### WHAT NEEDS TO BE DONE
When you reach the line that contains "Could you please tag every instance of the dark trousers" in the data below, start reproducing lines exactly, and stop after the line that contains "Could you please tag every instance of the boy in".

BEGIN LISTED ENTRIES

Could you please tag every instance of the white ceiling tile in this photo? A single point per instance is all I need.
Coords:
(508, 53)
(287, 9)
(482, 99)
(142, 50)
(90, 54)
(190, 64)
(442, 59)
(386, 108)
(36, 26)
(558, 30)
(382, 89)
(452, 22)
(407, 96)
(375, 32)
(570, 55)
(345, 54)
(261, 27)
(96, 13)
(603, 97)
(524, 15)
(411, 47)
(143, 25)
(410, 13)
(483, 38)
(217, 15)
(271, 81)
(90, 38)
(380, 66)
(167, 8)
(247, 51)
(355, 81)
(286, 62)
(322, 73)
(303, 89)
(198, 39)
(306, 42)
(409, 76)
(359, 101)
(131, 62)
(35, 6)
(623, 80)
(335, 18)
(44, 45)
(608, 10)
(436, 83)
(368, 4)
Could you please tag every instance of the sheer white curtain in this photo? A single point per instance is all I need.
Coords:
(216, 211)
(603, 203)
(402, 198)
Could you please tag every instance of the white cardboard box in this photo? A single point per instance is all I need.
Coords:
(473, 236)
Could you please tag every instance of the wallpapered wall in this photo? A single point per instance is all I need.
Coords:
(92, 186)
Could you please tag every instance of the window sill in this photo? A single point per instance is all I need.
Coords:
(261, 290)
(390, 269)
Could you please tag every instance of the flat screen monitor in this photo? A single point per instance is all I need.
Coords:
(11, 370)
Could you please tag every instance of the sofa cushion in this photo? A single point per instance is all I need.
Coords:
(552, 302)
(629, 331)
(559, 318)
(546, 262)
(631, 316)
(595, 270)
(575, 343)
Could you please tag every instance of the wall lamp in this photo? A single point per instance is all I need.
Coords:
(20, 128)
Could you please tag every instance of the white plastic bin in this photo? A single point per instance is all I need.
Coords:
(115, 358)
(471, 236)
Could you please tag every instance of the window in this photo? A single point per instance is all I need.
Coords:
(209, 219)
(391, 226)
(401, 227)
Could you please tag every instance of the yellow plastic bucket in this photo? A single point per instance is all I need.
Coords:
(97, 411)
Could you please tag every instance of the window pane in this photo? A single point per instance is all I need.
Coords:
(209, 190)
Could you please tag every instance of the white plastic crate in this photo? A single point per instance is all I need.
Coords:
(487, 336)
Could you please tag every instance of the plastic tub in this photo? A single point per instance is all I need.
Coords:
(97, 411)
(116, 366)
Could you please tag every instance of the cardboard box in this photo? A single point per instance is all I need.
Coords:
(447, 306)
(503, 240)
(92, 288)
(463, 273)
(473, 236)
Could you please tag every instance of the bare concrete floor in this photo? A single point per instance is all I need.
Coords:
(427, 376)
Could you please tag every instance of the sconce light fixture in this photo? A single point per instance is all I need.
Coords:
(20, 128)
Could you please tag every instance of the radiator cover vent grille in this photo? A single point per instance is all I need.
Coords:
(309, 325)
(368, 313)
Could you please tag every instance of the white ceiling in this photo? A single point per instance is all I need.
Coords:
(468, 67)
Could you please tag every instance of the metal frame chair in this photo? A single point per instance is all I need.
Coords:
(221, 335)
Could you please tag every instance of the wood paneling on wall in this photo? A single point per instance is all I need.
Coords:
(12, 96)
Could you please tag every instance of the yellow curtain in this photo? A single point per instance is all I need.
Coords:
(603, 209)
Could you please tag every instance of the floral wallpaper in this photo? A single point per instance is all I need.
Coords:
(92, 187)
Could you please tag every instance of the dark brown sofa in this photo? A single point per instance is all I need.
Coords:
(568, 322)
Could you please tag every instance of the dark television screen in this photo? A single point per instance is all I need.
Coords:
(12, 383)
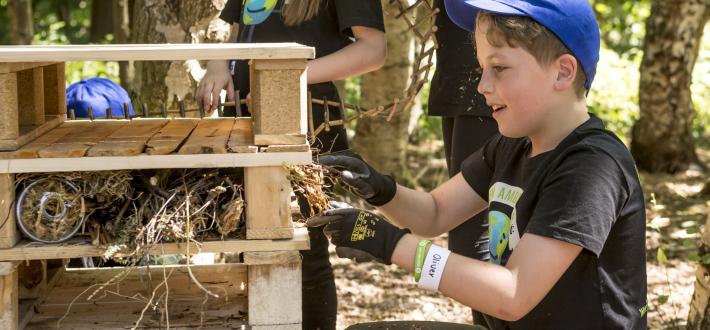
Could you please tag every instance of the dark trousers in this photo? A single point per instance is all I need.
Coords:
(320, 302)
(464, 135)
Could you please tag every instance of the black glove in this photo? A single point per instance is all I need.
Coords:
(363, 180)
(358, 234)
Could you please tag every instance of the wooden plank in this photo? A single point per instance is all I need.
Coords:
(275, 291)
(278, 99)
(120, 306)
(9, 121)
(148, 52)
(8, 296)
(9, 67)
(171, 136)
(268, 197)
(55, 95)
(75, 248)
(32, 279)
(278, 139)
(286, 148)
(209, 137)
(154, 162)
(8, 227)
(30, 96)
(79, 140)
(129, 140)
(241, 139)
(31, 150)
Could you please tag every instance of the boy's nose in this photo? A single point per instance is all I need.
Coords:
(484, 84)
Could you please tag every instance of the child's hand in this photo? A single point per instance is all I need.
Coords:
(358, 234)
(361, 179)
(213, 82)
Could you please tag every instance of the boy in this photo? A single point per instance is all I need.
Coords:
(566, 213)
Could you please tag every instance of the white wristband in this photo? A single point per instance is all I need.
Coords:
(433, 267)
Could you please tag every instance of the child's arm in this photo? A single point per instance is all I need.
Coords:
(217, 78)
(432, 214)
(509, 292)
(366, 54)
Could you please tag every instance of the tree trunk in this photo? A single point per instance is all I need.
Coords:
(382, 143)
(662, 139)
(160, 21)
(121, 33)
(101, 20)
(20, 14)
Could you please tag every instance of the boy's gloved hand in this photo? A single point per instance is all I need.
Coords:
(363, 180)
(358, 234)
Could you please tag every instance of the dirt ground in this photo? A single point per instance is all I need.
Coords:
(676, 214)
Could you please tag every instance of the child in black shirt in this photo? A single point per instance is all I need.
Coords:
(349, 40)
(566, 212)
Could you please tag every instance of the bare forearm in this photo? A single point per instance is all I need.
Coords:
(355, 59)
(414, 210)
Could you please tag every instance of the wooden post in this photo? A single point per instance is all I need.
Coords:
(268, 196)
(32, 279)
(9, 122)
(278, 95)
(55, 95)
(30, 98)
(8, 296)
(274, 285)
(8, 229)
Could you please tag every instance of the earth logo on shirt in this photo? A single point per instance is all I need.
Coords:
(499, 230)
(257, 11)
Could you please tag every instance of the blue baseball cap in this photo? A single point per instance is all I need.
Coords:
(99, 94)
(572, 21)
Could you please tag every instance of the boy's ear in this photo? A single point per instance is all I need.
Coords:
(566, 66)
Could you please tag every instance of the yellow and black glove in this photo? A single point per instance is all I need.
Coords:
(360, 178)
(358, 234)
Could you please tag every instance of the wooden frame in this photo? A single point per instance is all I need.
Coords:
(33, 107)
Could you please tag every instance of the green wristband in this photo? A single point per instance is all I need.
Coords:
(419, 257)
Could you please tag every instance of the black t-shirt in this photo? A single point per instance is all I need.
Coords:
(585, 192)
(453, 87)
(327, 32)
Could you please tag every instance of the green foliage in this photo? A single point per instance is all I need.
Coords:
(622, 24)
(614, 94)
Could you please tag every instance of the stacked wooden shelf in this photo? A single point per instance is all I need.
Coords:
(261, 292)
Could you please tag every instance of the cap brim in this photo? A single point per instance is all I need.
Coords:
(463, 12)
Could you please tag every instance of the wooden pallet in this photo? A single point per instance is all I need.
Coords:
(261, 292)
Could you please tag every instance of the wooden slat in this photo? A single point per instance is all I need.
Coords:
(9, 121)
(154, 162)
(286, 148)
(275, 290)
(8, 228)
(162, 52)
(77, 142)
(8, 296)
(278, 94)
(30, 91)
(129, 140)
(241, 139)
(55, 95)
(8, 67)
(268, 196)
(187, 305)
(56, 135)
(29, 133)
(26, 250)
(209, 137)
(169, 138)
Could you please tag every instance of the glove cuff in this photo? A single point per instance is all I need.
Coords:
(389, 189)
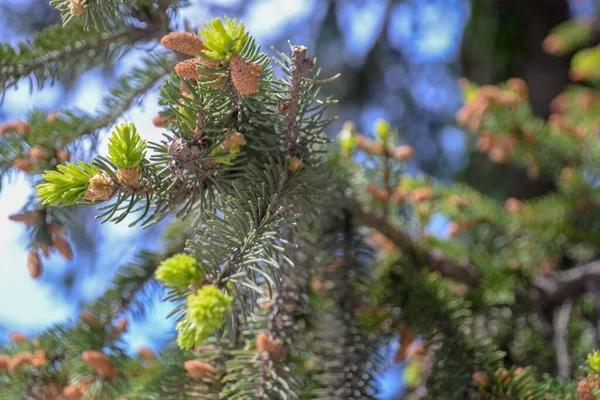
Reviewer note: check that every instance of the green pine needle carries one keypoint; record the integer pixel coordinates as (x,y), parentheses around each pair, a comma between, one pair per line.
(126,149)
(223,41)
(67,185)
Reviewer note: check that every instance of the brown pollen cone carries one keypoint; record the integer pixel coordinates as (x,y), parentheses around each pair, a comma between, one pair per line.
(188,69)
(63,247)
(243,76)
(271,346)
(28,218)
(585,391)
(17,337)
(198,369)
(183,42)
(4,361)
(129,176)
(100,362)
(34,264)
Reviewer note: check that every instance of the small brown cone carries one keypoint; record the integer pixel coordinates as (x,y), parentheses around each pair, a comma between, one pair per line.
(19,360)
(235,139)
(183,42)
(198,369)
(130,176)
(76,7)
(23,164)
(244,77)
(188,69)
(159,121)
(38,153)
(513,205)
(271,346)
(63,247)
(17,337)
(34,264)
(100,362)
(4,361)
(403,153)
(122,324)
(63,155)
(294,164)
(585,391)
(420,195)
(481,379)
(89,318)
(39,358)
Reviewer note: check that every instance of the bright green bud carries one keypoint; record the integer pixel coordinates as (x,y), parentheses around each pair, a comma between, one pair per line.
(207,309)
(179,271)
(382,128)
(347,138)
(67,185)
(585,64)
(594,361)
(223,41)
(126,149)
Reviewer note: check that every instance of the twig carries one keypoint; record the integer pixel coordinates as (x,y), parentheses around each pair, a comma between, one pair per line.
(433,259)
(561,339)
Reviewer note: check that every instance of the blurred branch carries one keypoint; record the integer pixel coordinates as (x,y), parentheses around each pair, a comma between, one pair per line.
(433,259)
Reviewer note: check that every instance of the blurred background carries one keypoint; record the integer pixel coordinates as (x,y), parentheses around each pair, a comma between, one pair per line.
(399,60)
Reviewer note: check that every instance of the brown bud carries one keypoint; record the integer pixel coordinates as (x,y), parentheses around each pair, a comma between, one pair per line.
(20,127)
(34,264)
(553,44)
(19,360)
(63,247)
(23,164)
(89,318)
(188,69)
(146,353)
(121,325)
(28,218)
(100,362)
(294,164)
(4,362)
(39,358)
(198,369)
(233,140)
(77,7)
(519,86)
(403,153)
(183,42)
(38,153)
(513,205)
(244,78)
(484,142)
(130,176)
(17,337)
(481,379)
(159,121)
(51,117)
(271,346)
(63,155)
(378,194)
(585,391)
(420,195)
(100,188)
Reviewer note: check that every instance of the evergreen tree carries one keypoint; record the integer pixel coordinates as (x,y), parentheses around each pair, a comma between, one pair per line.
(291,261)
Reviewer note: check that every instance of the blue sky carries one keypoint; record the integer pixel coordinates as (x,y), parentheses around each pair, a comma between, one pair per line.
(427,32)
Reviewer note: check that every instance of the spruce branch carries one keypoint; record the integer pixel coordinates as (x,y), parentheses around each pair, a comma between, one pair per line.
(433,259)
(298,69)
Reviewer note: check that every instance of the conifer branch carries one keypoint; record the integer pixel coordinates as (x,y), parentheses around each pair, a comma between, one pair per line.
(299,67)
(432,259)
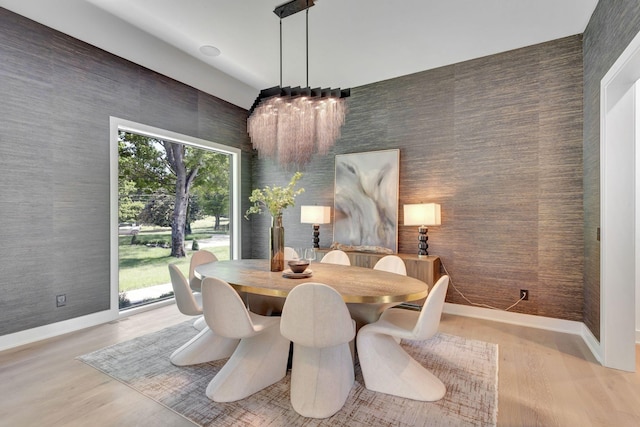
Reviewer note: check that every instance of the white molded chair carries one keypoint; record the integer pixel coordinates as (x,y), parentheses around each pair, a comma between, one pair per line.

END LISTED ENTRIES

### RESULT BELOW
Could you please tag every instance of the dark trousers in this photo? A single point per instance is all I need.
Coords:
(320, 302)
(464, 135)
Could you please tag every instance of the black glove in this photo? A single point per instance is all I need.
Coords:
(363, 180)
(358, 234)
Could you please tag every instance of the wooden plank in this photo? A single point per instance is all I need.
Coords:
(275, 291)
(278, 99)
(120, 306)
(9, 121)
(148, 52)
(8, 296)
(9, 67)
(171, 136)
(268, 197)
(55, 95)
(75, 248)
(32, 279)
(278, 139)
(286, 148)
(209, 137)
(154, 162)
(8, 227)
(30, 96)
(79, 140)
(129, 140)
(241, 139)
(31, 150)
Could you please tag every instance of the boy's nose in this photo? A single point per instance is all I need.
Coords:
(484, 84)
Could you please tag every instance of the child's hand in this photo? A single point per instance is all I need.
Coords:
(358, 234)
(361, 179)
(213, 82)
Could you please tag every instance of the boy in this photo? A single point per instance is all I need.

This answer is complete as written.